## SET TASK 1
In the article on the musical Head Over Heels, at which theater did the show open on Broadway?
## SET TASK 2
Continue the article on the musical Head Over Heels from the point where it ends.

- 2018 Broadway Playbill
- Music: The Go-Go's and Belinda Carlisle
- Lyrics: The Go-Go's and Belinda Carlisle
- Book: Conceived by & original book by Jeff Whitty; adapted by James Magruder
- Basis: The Countess of Pembroke's Arcadia by Sir Philip Sidney
- Productions: 2015 Oregon Shakespeare Festival 2018 San Francisco 2018 Broadway

= Head over Heels (musical) =

American jukebox musical comedy

Head Over Heels is a jukebox musical comedy with music and lyrics from the catalog of The Go-Go's and its lead singer and most successful solo artist, Belinda Carlisle. Jeff Whitty conceived the show and wrote the original book, which was then adapted by James Magruder after Whitty left the show due to conflict with incoming director Michael Mayer. The plot of the show is adapted from The Countess of Pembroke's Arcadia written by Sir Philip Sidney in the 16th century. Head Over Heels opened at the Oregon Shakespeare Festival in June 2015, running for five months in their outdoor theater. Three years later, after Whitty's departure, Head Over Heels opened on Broadway on July 26, 2018, at the Hudson Theatre; its final Broadway performance was January 6, 2019. Licensing rights for future productions were acquired by Broadway Licensing in 2018. A cast album was released on October 12, 2018.

Named object pointing entries:
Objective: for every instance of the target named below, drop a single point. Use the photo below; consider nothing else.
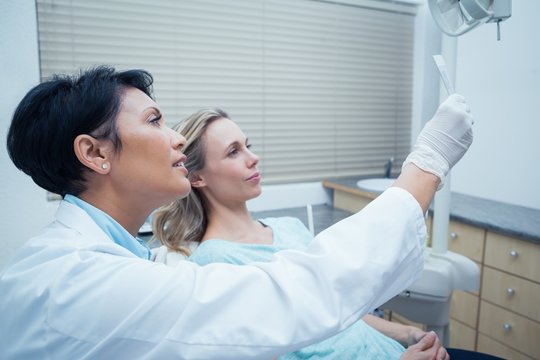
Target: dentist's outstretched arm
(441, 144)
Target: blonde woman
(84, 287)
(213, 225)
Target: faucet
(388, 167)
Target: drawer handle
(510, 291)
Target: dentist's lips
(255, 177)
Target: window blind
(322, 88)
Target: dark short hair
(52, 114)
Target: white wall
(501, 80)
(23, 206)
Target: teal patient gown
(359, 341)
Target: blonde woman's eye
(155, 120)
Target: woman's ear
(196, 180)
(92, 153)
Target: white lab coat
(72, 293)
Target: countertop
(512, 220)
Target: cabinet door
(490, 346)
(512, 255)
(465, 307)
(511, 292)
(511, 329)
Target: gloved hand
(444, 139)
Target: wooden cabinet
(503, 317)
(468, 241)
(510, 296)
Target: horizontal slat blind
(322, 89)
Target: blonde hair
(184, 221)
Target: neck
(235, 224)
(129, 215)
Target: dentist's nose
(177, 140)
(253, 159)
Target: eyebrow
(153, 108)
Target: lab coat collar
(77, 219)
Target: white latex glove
(444, 139)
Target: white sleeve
(223, 311)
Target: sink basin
(376, 185)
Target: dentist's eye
(155, 119)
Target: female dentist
(84, 288)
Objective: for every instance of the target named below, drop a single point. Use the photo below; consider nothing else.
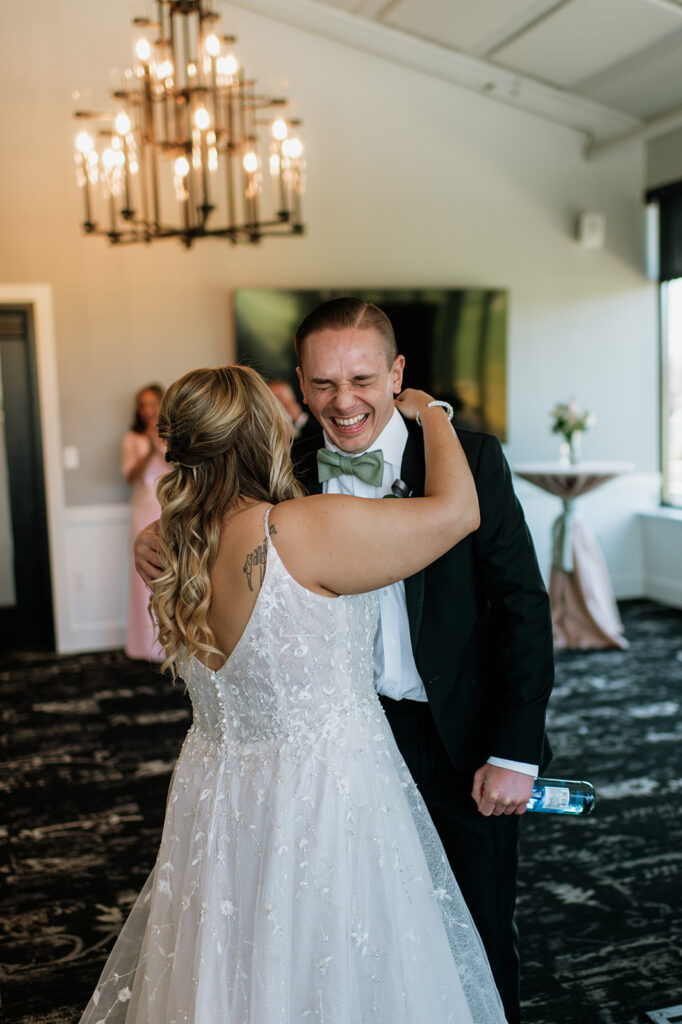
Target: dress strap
(266, 521)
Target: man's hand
(410, 401)
(501, 791)
(147, 562)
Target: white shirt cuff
(522, 766)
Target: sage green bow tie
(368, 467)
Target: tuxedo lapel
(304, 456)
(412, 471)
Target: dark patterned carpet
(88, 743)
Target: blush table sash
(584, 609)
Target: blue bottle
(561, 796)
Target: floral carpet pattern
(87, 743)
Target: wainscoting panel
(662, 540)
(97, 559)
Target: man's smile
(349, 424)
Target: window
(671, 397)
(669, 200)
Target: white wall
(413, 181)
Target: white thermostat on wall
(591, 230)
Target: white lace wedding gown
(299, 877)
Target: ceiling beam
(492, 46)
(669, 5)
(527, 94)
(648, 129)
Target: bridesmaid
(143, 461)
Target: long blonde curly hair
(227, 438)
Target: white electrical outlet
(72, 457)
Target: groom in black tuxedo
(464, 660)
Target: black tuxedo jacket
(479, 616)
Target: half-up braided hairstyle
(227, 438)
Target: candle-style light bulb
(202, 118)
(122, 123)
(250, 162)
(280, 129)
(142, 50)
(227, 66)
(212, 45)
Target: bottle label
(556, 798)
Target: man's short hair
(339, 314)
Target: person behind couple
(291, 880)
(464, 658)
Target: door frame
(40, 298)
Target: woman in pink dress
(143, 461)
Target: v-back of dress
(299, 877)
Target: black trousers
(482, 852)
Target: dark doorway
(26, 601)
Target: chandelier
(189, 133)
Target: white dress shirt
(394, 669)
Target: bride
(299, 877)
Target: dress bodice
(302, 660)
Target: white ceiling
(625, 54)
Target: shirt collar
(391, 440)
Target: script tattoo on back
(256, 562)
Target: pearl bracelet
(444, 404)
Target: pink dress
(143, 509)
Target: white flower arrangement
(568, 418)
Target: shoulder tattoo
(256, 561)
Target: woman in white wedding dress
(299, 877)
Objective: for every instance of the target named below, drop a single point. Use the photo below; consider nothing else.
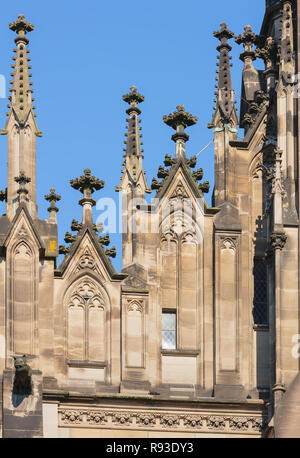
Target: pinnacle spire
(21, 98)
(179, 120)
(53, 198)
(133, 143)
(87, 184)
(248, 39)
(225, 94)
(133, 165)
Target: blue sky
(85, 55)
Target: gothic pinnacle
(248, 39)
(22, 180)
(87, 184)
(52, 198)
(179, 120)
(133, 98)
(133, 164)
(21, 99)
(133, 142)
(225, 95)
(21, 26)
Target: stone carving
(97, 418)
(257, 424)
(156, 420)
(168, 421)
(278, 240)
(240, 423)
(86, 261)
(122, 418)
(135, 306)
(72, 416)
(22, 381)
(228, 243)
(193, 422)
(216, 423)
(179, 192)
(22, 232)
(146, 420)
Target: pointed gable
(87, 253)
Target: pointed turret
(252, 82)
(133, 182)
(224, 122)
(21, 127)
(52, 198)
(179, 120)
(133, 174)
(87, 184)
(21, 100)
(225, 103)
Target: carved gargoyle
(22, 380)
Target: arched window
(86, 335)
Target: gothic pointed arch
(87, 315)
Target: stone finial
(225, 98)
(87, 184)
(248, 39)
(52, 198)
(179, 120)
(3, 196)
(133, 98)
(21, 26)
(111, 253)
(133, 141)
(224, 34)
(22, 180)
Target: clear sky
(86, 55)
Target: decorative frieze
(156, 420)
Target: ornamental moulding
(161, 421)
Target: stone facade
(196, 336)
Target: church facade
(198, 335)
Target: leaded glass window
(169, 338)
(260, 311)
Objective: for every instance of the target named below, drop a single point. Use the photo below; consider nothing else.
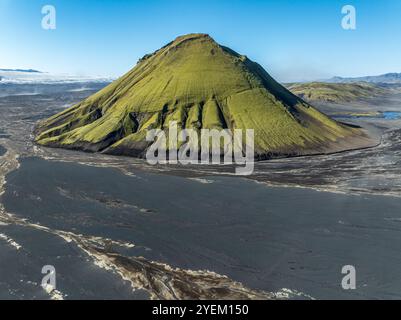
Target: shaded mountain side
(199, 84)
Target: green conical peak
(199, 84)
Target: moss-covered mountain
(336, 92)
(200, 84)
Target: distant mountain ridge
(21, 70)
(384, 78)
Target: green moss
(199, 84)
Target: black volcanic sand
(77, 277)
(2, 151)
(267, 238)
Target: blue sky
(293, 39)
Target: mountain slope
(200, 84)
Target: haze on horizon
(293, 41)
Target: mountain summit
(199, 84)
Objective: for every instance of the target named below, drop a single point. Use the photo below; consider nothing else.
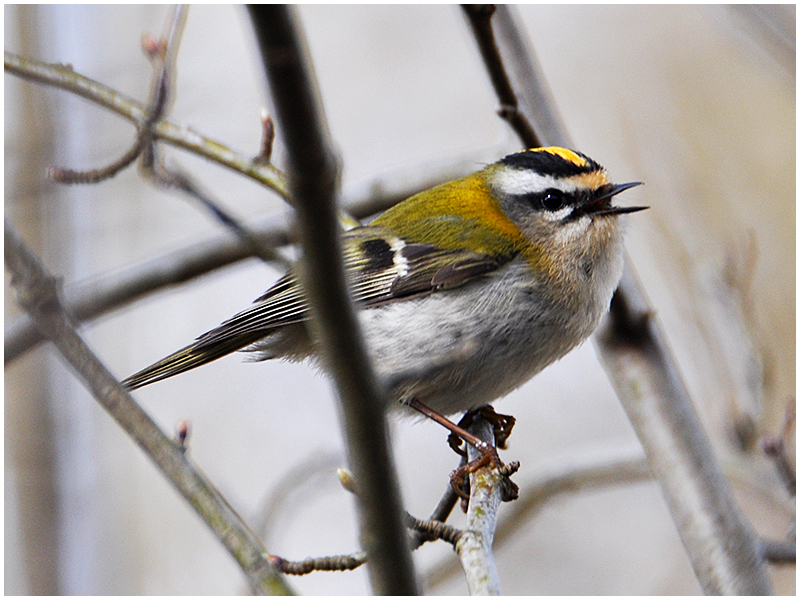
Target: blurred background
(696, 101)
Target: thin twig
(173, 177)
(63, 77)
(94, 298)
(313, 178)
(37, 294)
(720, 544)
(430, 530)
(474, 546)
(718, 540)
(778, 553)
(587, 472)
(480, 18)
(775, 448)
(342, 562)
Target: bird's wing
(381, 268)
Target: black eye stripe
(551, 200)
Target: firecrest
(465, 290)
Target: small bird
(465, 290)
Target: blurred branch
(718, 540)
(63, 77)
(313, 180)
(88, 300)
(37, 294)
(779, 553)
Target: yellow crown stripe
(564, 153)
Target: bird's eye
(553, 200)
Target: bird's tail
(201, 352)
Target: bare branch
(474, 546)
(719, 542)
(37, 294)
(342, 562)
(779, 553)
(480, 18)
(586, 472)
(64, 77)
(313, 187)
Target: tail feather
(188, 358)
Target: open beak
(600, 205)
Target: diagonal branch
(313, 179)
(717, 538)
(37, 294)
(63, 77)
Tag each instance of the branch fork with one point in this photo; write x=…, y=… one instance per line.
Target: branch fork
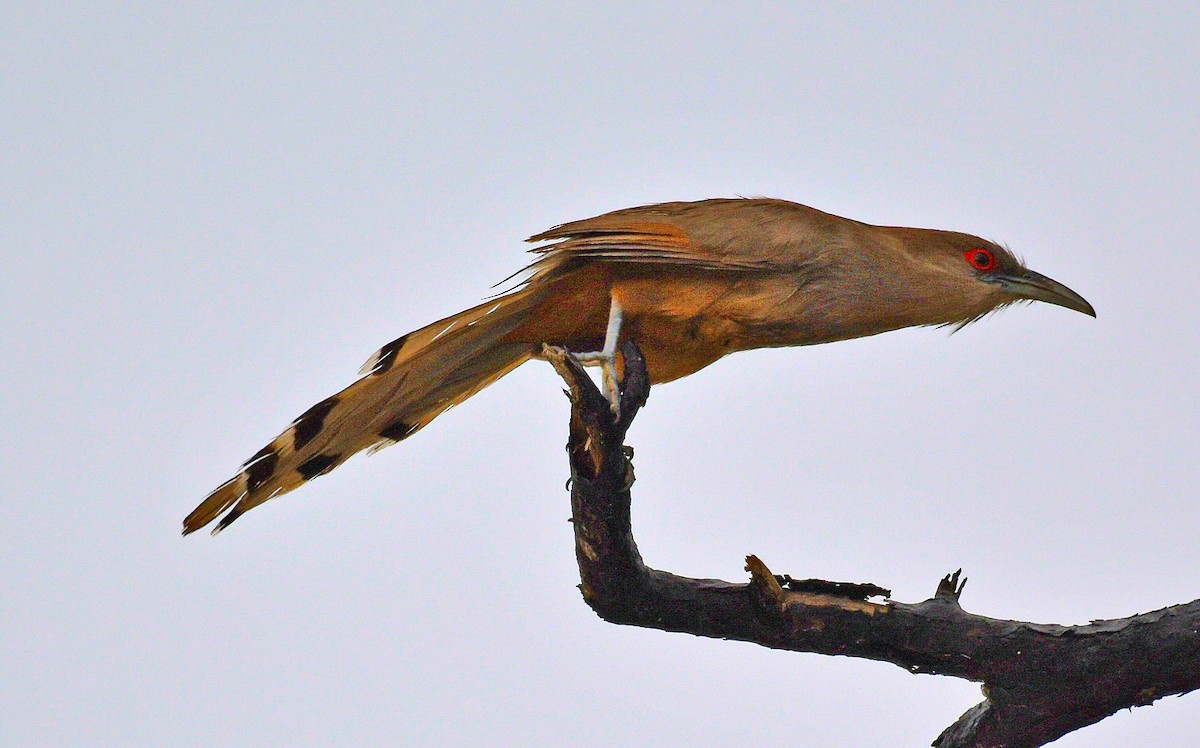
x=1039, y=681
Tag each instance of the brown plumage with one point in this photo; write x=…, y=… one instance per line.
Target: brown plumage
x=693, y=282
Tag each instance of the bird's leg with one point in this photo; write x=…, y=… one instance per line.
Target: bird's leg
x=607, y=358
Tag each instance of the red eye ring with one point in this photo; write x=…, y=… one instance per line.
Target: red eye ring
x=981, y=259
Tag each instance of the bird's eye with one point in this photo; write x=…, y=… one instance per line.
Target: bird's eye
x=981, y=259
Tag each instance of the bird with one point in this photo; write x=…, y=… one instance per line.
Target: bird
x=688, y=281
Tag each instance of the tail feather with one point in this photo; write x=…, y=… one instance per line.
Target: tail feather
x=406, y=384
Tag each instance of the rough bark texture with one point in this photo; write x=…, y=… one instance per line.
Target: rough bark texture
x=1039, y=681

## RIGHT ANSWER 1
The Hudson Theatre.

## RIGHT ANSWER 2
==Synopsis of Broadway Production==
Head Over Heels is a jukebox musical that adapts the plot of The Countess of Pembroke's Arcadia, the 16th-century prose romance by Sir Philip Sidney. It resembles the Old Arcadia more closely than the New Arcadia. Unlike Jeff Whitty's original, which hewed to Sidney's story structure regarding a King outrunning four prophesies, the plotline of the Broadway story follows the royal family of Arcadia on their journey to keep their famous "Beat".

===Act 1===
The kingdom of Arcadia is peaceful and prosperous, its people's lives governed by a mysterious "Beat" ("We Got the Beat"). King Basilius and his wife Gynecia have two daughters. The younger, Philoclea, is in love with her childhood friend Musidorus, a shepherd who is not considered an appropriate match. The older, Pamela, is the most beautiful woman in the land, though she confesses to being jealous of her "plain" sister since she does not have to deal with suitors ("Beautiful"). As Basilius berates Pamela for sending another round of suitors away, a message arrives from Arcadia's new oracle Pythio, asking for a meeting with the royal family and warning that Arcadia may lose its famous Beat. Basilius and his loyal viceroy Dametas depart for the forest, with Gynecia reminding her hot-headed husband to listen to what Pythio has to say.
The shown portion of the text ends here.